** Aim of the exercise **
Which lines below contain "each"? Copy every one of them.

** Task input **
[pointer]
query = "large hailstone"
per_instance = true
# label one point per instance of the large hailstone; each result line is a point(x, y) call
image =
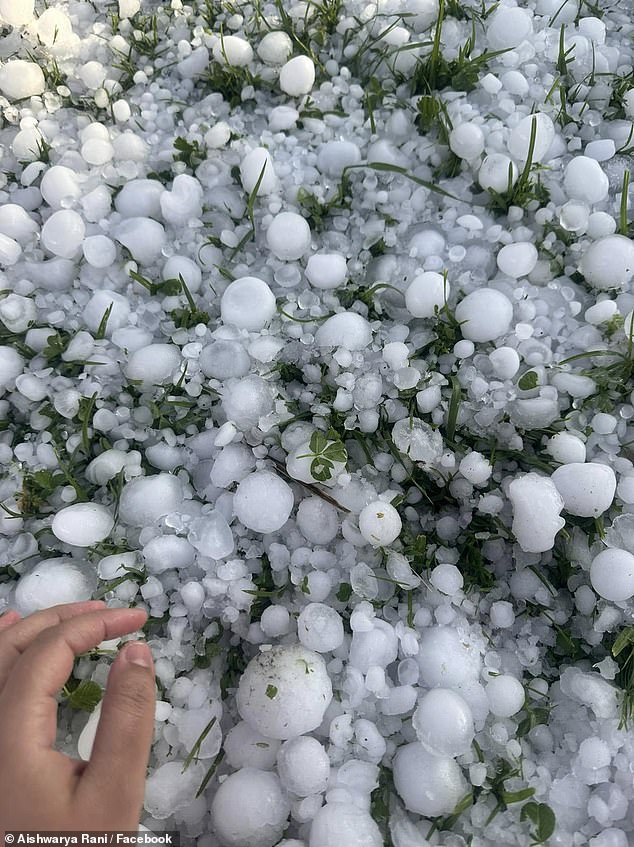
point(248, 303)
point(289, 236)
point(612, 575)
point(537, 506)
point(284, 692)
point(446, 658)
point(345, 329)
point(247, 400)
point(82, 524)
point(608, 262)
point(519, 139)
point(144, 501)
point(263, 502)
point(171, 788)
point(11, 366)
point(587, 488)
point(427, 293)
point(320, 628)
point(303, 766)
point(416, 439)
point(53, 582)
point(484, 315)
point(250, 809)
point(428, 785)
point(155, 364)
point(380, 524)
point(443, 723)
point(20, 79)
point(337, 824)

==

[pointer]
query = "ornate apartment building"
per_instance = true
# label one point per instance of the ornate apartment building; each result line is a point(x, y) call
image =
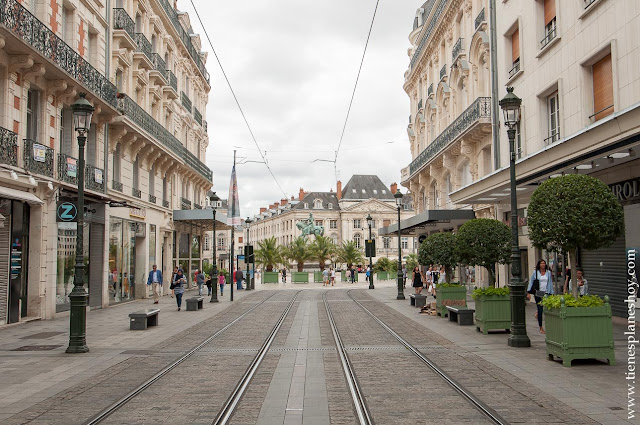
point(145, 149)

** Result of the task **
# label one point per instance of the large hailstone; each result line is a point(x, y) call
# label one point per instance of the ornate apartment building; each result line is a point(x, y) call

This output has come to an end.